Data to use:

--

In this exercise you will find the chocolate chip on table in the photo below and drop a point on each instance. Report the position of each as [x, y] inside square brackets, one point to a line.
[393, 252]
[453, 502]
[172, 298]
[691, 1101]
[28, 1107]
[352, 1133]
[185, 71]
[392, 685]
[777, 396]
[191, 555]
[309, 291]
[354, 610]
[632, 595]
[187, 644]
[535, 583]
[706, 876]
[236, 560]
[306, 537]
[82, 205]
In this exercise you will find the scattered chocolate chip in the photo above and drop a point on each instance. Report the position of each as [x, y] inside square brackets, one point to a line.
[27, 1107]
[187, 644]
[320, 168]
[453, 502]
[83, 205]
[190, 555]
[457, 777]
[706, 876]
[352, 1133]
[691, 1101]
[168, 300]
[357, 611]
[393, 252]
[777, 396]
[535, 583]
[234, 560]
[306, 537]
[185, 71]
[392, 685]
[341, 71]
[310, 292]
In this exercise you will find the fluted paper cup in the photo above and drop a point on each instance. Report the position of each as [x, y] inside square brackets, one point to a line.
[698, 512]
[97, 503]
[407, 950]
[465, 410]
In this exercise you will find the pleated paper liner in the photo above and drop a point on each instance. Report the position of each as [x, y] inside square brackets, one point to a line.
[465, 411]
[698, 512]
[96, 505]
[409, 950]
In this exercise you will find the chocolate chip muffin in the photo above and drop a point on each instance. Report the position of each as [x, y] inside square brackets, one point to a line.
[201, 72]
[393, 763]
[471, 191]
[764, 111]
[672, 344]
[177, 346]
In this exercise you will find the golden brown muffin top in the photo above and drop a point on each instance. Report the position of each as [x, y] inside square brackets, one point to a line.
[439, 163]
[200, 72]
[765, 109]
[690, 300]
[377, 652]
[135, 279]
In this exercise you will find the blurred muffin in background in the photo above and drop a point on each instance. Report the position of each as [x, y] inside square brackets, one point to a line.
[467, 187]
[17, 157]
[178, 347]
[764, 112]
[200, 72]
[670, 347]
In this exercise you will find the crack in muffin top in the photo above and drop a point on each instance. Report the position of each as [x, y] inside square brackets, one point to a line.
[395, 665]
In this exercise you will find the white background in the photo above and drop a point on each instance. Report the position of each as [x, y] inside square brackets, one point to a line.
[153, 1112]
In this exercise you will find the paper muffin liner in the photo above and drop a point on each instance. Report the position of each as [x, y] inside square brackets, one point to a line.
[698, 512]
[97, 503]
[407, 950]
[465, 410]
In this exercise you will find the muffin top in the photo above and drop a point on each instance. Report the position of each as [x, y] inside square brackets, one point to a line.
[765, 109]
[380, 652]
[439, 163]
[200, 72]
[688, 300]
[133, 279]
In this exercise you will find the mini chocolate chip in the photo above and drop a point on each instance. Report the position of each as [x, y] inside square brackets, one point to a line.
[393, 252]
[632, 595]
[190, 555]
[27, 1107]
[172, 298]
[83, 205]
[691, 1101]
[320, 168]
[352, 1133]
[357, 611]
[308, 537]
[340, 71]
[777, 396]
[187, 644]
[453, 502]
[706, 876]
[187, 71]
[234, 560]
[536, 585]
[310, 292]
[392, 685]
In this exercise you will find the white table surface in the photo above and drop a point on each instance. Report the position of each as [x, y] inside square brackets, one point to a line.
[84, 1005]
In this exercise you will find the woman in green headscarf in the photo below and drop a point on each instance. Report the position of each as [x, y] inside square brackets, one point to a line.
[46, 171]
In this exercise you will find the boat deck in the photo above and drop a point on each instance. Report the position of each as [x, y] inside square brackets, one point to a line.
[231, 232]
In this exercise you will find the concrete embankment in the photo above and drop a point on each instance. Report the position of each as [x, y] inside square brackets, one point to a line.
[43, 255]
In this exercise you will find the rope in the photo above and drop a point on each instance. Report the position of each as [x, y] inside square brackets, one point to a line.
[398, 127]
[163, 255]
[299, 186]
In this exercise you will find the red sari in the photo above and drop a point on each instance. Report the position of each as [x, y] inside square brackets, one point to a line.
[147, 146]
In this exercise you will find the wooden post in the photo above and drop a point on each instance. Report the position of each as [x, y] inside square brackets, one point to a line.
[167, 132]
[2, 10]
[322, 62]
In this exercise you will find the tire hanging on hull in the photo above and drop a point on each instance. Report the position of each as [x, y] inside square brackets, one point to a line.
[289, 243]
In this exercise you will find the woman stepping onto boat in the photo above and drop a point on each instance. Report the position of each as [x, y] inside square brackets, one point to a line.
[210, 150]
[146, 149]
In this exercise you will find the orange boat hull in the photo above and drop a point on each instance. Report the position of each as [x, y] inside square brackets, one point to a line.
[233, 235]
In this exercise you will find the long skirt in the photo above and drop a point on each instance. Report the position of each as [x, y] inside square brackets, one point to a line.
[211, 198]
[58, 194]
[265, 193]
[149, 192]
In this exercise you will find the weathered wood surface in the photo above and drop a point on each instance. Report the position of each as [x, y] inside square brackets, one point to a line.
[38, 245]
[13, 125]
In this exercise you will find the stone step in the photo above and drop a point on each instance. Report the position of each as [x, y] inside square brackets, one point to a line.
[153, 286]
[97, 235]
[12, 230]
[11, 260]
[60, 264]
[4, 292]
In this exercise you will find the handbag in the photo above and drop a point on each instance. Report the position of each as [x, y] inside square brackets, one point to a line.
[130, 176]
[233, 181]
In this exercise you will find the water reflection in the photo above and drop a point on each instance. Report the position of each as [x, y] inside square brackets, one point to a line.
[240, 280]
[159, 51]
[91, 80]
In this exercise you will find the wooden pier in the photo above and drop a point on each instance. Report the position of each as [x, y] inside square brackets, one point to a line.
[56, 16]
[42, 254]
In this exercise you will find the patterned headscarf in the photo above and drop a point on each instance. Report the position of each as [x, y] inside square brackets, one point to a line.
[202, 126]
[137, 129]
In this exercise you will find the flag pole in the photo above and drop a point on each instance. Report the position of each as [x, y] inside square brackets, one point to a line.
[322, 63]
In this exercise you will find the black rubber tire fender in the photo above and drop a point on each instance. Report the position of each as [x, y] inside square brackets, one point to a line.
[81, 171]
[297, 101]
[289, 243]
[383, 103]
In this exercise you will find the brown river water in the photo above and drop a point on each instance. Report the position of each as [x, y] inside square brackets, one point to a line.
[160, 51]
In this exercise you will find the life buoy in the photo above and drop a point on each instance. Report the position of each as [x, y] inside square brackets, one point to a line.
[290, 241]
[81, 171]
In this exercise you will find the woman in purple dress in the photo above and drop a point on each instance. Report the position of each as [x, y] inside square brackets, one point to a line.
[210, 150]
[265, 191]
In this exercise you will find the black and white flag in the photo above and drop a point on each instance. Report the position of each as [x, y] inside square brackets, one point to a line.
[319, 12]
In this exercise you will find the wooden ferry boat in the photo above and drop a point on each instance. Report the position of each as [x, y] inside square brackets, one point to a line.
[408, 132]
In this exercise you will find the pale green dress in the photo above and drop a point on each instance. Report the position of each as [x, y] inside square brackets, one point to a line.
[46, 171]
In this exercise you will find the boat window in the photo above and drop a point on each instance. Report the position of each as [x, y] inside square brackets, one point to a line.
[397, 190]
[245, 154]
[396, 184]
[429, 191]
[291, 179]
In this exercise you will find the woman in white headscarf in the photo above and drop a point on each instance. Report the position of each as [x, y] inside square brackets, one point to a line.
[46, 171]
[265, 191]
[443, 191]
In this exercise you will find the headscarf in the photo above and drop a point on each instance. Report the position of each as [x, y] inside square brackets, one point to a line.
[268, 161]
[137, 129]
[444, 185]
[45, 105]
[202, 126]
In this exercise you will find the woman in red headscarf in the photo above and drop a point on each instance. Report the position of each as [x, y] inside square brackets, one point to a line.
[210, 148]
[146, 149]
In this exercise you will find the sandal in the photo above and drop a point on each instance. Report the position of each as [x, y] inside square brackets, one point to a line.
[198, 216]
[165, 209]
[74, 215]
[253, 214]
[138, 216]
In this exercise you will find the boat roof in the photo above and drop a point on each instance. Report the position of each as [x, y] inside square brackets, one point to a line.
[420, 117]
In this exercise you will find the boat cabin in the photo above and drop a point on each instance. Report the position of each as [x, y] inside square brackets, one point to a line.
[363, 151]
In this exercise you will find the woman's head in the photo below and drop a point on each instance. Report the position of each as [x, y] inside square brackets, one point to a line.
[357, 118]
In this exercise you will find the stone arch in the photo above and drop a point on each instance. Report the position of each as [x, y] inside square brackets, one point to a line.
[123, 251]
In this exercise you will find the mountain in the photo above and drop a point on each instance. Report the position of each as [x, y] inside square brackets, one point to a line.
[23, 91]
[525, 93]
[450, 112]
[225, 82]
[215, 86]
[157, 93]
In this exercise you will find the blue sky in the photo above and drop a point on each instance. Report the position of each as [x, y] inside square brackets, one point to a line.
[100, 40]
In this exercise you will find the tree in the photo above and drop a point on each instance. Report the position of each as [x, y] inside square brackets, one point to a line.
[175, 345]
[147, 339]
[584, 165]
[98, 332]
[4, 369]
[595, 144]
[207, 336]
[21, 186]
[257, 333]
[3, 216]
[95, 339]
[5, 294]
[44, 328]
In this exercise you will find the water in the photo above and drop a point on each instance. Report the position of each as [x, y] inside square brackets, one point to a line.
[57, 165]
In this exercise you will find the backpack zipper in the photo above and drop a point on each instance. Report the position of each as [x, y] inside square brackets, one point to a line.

--

Required work:
Exactly reproduce the line containing "In this exercise you will find the blue" and all lines after it in the material, stopping only at the end.

Solution:
In this exercise you will find the blue sky in the photo above and drop a point on each instance. Report the position of each as [x, y] inside square brackets, one point to a line.
[100, 40]
In this exercise you will find the tree in the photo above and drop a point on each instance. Report the position of each as [x, y] inside square brackets, one point to a line.
[175, 345]
[147, 339]
[584, 165]
[98, 332]
[4, 369]
[595, 144]
[207, 336]
[21, 186]
[257, 333]
[3, 216]
[95, 339]
[5, 294]
[44, 328]
In this exercise you will find the water in the photo above and drop a point on each instance. Report the position of each as [x, y] inside square brackets, one point to a line.
[57, 165]
In this exercise you will find the backpack zipper in the photo above and drop a point on each instance. Report the position of each as [x, y] inside square brackets, one point to a line.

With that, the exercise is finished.